### INPUT FOR THIS TASK ###

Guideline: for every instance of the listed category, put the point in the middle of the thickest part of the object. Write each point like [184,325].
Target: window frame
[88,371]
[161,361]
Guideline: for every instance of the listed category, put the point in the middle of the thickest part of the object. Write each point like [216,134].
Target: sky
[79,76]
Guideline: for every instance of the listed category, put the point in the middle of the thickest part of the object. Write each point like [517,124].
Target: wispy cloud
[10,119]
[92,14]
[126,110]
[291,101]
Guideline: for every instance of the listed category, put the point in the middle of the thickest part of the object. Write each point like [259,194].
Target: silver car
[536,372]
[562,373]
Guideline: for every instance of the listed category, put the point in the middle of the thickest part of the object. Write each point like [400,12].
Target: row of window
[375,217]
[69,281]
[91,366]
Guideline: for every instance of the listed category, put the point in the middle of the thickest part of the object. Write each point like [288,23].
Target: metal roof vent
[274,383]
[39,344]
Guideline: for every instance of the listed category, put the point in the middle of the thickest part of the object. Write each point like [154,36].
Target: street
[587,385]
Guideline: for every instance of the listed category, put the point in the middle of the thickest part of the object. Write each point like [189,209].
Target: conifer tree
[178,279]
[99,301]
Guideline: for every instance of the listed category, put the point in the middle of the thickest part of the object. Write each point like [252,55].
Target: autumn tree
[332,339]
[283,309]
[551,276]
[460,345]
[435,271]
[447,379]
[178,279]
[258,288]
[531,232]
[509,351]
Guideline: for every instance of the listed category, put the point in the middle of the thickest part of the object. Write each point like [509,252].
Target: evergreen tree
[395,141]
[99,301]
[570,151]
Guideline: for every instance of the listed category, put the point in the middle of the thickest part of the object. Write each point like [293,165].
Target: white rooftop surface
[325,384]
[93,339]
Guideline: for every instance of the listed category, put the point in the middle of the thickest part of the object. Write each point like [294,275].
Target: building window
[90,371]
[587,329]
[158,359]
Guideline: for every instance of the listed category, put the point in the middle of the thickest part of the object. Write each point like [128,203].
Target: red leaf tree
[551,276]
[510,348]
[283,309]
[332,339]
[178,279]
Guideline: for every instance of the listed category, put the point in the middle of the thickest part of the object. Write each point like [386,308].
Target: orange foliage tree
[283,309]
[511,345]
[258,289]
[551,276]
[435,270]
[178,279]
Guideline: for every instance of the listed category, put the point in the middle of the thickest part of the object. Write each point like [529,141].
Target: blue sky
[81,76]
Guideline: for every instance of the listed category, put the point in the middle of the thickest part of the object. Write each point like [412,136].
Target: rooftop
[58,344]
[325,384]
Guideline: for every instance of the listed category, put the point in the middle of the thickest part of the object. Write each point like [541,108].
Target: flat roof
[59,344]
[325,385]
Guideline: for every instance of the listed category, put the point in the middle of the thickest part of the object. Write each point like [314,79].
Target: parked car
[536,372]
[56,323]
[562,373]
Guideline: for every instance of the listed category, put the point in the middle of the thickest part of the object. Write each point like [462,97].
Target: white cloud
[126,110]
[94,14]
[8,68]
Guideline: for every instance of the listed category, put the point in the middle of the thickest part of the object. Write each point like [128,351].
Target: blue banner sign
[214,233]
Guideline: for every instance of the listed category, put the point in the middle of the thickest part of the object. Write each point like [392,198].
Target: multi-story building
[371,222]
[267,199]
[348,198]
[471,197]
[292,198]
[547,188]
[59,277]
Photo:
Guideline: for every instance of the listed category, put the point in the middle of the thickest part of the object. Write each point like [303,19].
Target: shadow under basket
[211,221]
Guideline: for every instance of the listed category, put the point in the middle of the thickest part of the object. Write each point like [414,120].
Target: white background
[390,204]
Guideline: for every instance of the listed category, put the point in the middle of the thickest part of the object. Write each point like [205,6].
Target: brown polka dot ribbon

###

— WHAT YOU ARE ASKED TO DO —
From the records above, print exactly the lines that run from the line with "point like [252,55]." to the line with "point like [293,165].", inclusive.

— REPLY —
Guideline: for every instance of the listed category, put the point in the middle of the thickest part of the object. Write each point like [252,55].
Target: autumn tree
[332,339]
[283,309]
[551,276]
[460,345]
[435,271]
[447,379]
[178,279]
[258,288]
[531,232]
[509,351]
Guideline: for every instance of the listed category, put the point in the middle of the thickest part of the object. Write each point like [509,252].
Target: evergreen tree
[395,141]
[99,301]
[570,151]
Guideline: for every instance of the listed category, put the point in the middle of the thickest part of the object. Write each point like [293,165].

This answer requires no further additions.